Job a
Summarize the text on modeling molecular complexes in Python in two sentences.

We could decide to model those complexes using tuples, where the tuple items correspond to the individual components of the complex. For example, the tuple ('50S', '30S') could refer to the complexified large and small subunit that constitute the ribosome.

However, tuples are ordered sequences in python, whereas molecular complexes usually do not have a designated order of their components: ('50S', '30S') is really just the same as ('30S', '50S') and we need to teach this to python.

To do so, we defince a custom data type (class) that provides an implementation of the equality operator __eq__ as well as the hash function __hash__. Since python does not impose any semantics on customly defined operators, we also have to define the inequality operator __ne__.

The simplest way to implement structural congruence is by means of a normalization function that maps all congruent instances to an identical representation. For our molecular complexes, we could simply sort the tuple elements, thus making sure that differently ordered complexes have the same normalization.

class Complex(tuple) :
    @property
    def normalized(self) :
        return tuple(sorted(self))

    def __eq__(self, other) :
        return self.normalized == other.normalized

    def __ne__(self, other) :
        return not self==other

    def __hash__(self) :
        return hash(self.normalized)

Record list
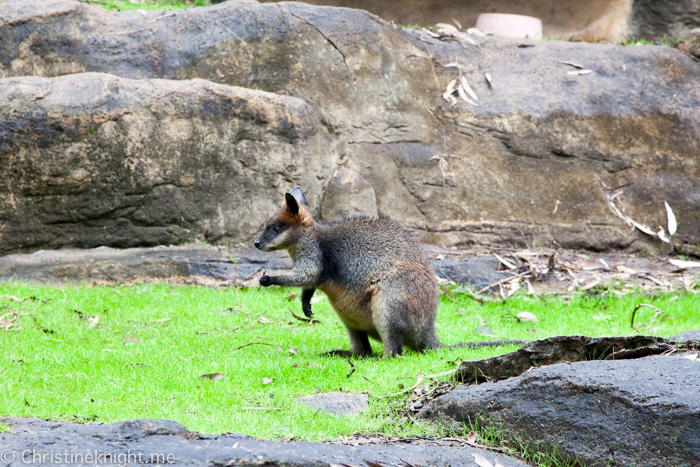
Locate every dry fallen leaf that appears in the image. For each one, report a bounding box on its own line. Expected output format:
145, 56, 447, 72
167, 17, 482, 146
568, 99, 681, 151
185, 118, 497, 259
472, 452, 493, 467
457, 84, 479, 106
88, 315, 100, 328
559, 60, 583, 70
668, 259, 700, 269
199, 373, 226, 381
493, 253, 518, 269
664, 201, 678, 236
683, 352, 698, 362
442, 79, 457, 105
0, 313, 22, 331
467, 28, 486, 39
656, 227, 671, 247
459, 71, 479, 101
516, 311, 539, 324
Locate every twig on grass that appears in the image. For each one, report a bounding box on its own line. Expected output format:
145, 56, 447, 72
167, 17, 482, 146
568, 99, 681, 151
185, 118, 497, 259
345, 359, 355, 378
476, 271, 532, 294
377, 375, 423, 399
233, 342, 274, 352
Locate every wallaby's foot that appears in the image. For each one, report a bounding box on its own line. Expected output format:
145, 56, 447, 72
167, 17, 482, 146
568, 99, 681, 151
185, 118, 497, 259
321, 349, 371, 358
301, 303, 314, 318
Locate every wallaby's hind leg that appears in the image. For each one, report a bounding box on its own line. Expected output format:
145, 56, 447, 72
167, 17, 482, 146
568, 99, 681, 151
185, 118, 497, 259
371, 269, 440, 357
348, 327, 372, 357
372, 291, 406, 358
323, 327, 372, 358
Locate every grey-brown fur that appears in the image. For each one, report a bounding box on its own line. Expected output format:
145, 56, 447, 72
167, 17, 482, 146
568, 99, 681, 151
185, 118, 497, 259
255, 188, 524, 357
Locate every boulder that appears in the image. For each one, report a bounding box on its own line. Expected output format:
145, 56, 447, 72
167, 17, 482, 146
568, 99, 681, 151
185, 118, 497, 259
321, 167, 377, 221
676, 28, 700, 59
0, 417, 526, 467
418, 356, 700, 467
265, 0, 700, 43
629, 0, 700, 39
0, 73, 332, 253
0, 0, 700, 254
668, 329, 700, 342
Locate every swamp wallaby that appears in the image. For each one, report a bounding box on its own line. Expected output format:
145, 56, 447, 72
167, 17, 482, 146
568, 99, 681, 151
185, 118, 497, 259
254, 187, 522, 357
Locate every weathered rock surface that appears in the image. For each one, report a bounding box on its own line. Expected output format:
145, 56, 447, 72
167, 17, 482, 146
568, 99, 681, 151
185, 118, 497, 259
677, 28, 700, 59
0, 418, 526, 467
668, 329, 700, 342
419, 356, 700, 467
262, 0, 700, 43
0, 73, 331, 253
321, 167, 378, 221
455, 336, 700, 383
297, 392, 369, 415
0, 0, 700, 253
630, 0, 700, 39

Job b
Print the lines of the records that run from the line containing "Locate every wallaby's foot" through the line containing "323, 327, 372, 358". Include both of those lines.

Full response a
Molecular complexes could be modeled as Python tuples, but tuples are ordered while a complex's components usually have no designated order, so a custom class must define the equality operator __eq__, the hash function __hash__, and the inequality operator __ne__. The simplest way to implement this structural congruence is a normalization function that sorts the tuple elements, which gives differently ordered complexes the same normalization.

Full response b
Locate every wallaby's foot that appears in the image. For each one, report a bounding box on its own line. Expected output format:
145, 56, 447, 72
167, 17, 482, 146
568, 99, 681, 151
185, 118, 497, 259
321, 349, 371, 358
301, 303, 314, 318
Locate every wallaby's hind leg that appears in the image. For each one, report a bounding box on its own line. Expected output format:
145, 56, 447, 72
167, 17, 482, 146
568, 99, 681, 151
185, 118, 497, 259
371, 269, 440, 357
348, 327, 372, 357
372, 291, 406, 358
323, 327, 372, 358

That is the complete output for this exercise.